PROBLEM DETAILS: Report how many lines of the material below contain the string "grass", counting only matches in the same case.
[START OF EXERCISE MATERIALS]
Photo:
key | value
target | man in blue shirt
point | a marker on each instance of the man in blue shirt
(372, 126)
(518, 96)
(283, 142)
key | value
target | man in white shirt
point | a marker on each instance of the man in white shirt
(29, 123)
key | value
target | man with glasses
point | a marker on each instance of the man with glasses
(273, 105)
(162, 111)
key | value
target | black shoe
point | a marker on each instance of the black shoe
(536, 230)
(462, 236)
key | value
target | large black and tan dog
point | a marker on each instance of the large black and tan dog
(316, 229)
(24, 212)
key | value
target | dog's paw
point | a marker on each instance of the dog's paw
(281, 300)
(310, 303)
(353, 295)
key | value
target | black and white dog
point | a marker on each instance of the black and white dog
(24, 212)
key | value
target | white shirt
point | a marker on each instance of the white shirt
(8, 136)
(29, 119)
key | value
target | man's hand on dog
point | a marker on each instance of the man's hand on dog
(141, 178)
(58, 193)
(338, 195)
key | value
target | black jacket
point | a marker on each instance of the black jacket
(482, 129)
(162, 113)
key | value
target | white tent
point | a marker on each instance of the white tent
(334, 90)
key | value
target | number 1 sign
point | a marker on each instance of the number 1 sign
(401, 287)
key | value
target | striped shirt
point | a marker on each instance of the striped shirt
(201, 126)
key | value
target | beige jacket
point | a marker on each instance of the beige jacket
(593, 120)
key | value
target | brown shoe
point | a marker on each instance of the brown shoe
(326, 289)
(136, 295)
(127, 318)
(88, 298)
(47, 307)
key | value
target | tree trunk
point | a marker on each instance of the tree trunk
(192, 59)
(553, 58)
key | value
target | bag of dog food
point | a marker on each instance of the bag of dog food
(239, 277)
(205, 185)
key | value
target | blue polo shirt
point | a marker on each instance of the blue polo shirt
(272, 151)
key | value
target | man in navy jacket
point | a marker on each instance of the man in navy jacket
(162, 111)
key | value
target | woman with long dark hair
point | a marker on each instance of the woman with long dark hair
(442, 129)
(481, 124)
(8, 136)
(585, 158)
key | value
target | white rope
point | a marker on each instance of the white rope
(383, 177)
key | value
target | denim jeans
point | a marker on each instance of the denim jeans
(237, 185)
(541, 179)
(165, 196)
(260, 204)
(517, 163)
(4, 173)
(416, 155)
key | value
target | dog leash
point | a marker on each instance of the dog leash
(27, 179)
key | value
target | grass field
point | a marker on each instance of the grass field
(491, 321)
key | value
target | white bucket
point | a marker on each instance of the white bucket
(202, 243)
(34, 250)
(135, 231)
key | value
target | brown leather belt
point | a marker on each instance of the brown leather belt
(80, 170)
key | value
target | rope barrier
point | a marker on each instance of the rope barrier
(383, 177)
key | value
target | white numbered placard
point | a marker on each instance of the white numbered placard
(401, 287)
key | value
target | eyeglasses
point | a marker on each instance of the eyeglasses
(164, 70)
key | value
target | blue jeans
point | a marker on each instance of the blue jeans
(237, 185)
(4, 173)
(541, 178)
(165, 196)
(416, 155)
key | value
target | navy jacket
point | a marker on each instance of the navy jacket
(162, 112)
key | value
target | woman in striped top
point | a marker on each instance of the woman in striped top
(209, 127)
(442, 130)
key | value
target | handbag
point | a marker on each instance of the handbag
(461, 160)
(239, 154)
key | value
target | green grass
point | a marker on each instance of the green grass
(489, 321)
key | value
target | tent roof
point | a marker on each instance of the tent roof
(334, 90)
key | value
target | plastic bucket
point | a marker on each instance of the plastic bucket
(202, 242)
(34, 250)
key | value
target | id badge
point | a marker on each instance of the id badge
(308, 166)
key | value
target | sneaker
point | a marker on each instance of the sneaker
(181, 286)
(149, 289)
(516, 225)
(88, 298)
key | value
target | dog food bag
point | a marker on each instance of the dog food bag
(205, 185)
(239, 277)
[END OF EXERCISE MATERIALS]
[START OF EXERCISE MATERIALS]
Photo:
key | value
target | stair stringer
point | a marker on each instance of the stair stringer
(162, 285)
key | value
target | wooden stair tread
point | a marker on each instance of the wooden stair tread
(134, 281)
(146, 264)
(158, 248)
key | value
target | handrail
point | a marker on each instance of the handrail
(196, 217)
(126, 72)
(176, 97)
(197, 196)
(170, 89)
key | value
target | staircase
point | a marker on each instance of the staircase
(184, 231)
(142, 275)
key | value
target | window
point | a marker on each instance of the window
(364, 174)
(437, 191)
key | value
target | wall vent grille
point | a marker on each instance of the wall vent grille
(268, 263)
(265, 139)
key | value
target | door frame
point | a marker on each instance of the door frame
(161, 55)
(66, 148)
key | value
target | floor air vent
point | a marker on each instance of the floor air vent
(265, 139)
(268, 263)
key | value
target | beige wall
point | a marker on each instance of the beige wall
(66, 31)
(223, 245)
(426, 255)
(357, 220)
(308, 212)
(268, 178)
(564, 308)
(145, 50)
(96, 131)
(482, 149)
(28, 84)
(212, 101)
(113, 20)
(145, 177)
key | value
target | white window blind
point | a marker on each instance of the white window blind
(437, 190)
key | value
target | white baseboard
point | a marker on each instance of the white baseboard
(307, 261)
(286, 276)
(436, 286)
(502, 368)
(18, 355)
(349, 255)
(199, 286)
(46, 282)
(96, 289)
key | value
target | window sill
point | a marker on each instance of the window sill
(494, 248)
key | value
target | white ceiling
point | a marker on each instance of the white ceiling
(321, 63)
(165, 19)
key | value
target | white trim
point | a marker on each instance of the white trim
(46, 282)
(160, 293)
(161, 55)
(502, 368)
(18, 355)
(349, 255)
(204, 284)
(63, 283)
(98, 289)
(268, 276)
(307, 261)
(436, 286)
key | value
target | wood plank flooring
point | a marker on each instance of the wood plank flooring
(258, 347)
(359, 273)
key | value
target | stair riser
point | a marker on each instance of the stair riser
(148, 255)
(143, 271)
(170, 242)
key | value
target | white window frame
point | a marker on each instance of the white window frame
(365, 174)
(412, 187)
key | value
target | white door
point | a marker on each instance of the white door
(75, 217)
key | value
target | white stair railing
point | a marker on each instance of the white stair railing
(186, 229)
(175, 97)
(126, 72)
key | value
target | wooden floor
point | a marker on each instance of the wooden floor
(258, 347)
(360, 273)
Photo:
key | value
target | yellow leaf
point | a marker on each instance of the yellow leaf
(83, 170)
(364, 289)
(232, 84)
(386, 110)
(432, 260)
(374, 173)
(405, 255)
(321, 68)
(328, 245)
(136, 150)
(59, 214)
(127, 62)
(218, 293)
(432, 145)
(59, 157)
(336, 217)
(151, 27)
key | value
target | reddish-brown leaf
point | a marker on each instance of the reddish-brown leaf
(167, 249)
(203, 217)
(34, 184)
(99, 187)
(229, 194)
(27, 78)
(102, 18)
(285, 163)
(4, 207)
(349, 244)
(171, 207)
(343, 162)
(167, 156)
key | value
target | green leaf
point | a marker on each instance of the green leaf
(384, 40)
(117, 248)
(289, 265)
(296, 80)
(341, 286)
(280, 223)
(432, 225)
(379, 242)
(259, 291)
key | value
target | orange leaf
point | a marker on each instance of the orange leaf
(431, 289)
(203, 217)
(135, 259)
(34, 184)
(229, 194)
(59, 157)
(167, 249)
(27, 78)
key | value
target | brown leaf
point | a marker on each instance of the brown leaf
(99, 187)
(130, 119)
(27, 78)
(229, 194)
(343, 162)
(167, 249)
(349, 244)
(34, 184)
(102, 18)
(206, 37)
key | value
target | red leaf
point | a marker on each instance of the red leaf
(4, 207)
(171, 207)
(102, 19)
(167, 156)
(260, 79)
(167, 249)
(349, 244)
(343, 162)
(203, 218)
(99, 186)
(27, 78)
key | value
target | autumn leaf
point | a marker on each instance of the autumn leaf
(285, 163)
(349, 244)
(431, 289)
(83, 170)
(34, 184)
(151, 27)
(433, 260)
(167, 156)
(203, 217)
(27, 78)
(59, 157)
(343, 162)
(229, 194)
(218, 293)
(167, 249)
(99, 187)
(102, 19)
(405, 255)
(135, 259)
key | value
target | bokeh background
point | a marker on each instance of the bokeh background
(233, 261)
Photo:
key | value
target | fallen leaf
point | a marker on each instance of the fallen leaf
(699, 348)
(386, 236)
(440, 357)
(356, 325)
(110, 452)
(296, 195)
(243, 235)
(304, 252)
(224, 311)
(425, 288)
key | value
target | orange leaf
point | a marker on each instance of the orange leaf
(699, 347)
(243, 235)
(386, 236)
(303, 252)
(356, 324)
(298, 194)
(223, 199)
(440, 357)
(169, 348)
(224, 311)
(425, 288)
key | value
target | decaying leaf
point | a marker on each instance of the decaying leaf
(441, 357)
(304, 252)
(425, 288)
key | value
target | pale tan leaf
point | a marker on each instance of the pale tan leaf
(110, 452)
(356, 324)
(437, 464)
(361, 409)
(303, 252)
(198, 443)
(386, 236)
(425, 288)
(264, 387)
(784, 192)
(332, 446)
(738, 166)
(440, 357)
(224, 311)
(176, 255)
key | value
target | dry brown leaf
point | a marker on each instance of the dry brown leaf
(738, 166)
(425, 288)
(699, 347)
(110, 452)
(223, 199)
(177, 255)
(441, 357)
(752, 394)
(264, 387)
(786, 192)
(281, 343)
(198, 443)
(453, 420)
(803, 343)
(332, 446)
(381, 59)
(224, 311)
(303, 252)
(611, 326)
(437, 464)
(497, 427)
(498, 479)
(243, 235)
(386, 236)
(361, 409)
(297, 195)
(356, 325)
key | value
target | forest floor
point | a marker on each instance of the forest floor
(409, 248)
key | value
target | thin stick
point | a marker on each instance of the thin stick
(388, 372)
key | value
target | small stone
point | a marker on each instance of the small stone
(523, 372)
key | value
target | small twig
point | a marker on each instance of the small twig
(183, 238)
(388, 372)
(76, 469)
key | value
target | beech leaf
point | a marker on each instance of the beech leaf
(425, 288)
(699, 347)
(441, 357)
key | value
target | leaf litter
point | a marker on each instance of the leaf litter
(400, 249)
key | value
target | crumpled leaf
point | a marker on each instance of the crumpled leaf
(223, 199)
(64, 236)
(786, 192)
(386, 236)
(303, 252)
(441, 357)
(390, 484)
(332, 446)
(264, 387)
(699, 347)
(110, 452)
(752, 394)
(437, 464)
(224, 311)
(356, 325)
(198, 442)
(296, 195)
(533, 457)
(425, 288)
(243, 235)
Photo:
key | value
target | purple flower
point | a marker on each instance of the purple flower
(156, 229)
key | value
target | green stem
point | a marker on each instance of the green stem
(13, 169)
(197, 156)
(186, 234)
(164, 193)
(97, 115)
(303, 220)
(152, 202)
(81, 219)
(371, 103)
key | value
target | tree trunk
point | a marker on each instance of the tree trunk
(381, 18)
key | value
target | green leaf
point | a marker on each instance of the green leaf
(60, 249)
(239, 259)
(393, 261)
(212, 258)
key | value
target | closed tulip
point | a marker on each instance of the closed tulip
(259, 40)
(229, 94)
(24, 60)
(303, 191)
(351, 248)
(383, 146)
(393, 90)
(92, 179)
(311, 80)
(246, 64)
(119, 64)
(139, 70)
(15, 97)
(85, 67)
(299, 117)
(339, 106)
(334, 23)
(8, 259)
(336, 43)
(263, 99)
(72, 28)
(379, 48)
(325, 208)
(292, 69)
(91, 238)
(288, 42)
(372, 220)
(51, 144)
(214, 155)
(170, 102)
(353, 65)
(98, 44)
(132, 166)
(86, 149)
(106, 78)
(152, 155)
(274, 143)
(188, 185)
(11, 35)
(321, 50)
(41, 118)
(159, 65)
[END OF EXERCISE MATERIALS]
[START OF EXERCISE MATERIALS]
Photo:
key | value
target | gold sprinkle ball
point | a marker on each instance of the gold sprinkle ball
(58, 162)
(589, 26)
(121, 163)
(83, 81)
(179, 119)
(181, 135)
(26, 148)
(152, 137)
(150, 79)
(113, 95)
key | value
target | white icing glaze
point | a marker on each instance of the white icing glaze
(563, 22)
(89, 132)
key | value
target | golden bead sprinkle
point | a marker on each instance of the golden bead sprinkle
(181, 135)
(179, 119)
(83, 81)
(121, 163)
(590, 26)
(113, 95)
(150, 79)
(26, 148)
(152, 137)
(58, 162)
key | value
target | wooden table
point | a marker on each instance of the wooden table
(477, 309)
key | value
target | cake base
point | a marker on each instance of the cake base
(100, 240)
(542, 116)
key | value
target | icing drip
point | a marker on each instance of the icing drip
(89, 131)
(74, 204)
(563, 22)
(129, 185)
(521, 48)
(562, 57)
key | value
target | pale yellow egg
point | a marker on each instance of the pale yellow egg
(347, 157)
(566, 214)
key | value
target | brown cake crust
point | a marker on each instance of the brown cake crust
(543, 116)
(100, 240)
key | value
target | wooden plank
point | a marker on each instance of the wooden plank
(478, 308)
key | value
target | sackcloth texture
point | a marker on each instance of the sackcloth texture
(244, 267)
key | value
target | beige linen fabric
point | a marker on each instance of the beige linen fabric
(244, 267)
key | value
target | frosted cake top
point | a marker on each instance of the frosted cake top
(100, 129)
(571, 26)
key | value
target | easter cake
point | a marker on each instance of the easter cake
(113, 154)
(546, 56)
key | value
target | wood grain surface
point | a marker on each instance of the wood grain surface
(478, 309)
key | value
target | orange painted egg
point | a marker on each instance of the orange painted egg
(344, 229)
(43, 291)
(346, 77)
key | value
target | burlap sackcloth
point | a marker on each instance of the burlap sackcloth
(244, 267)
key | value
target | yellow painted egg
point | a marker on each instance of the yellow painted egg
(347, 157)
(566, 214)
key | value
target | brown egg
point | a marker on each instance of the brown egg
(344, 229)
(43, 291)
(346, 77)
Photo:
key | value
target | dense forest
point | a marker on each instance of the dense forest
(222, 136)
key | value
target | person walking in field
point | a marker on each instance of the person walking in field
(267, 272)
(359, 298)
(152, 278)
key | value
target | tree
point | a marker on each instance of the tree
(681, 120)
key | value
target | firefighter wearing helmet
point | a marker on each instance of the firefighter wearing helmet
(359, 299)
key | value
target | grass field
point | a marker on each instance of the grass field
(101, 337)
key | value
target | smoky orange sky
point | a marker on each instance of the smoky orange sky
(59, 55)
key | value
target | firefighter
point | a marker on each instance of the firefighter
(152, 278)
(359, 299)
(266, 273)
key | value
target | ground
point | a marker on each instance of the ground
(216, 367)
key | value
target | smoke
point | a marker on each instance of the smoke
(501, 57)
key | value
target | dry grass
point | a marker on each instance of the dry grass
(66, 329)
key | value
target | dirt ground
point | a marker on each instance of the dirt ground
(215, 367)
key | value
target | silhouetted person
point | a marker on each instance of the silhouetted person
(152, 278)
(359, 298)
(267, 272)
[END OF EXERCISE MATERIALS]
EXPECTED ANSWER: 8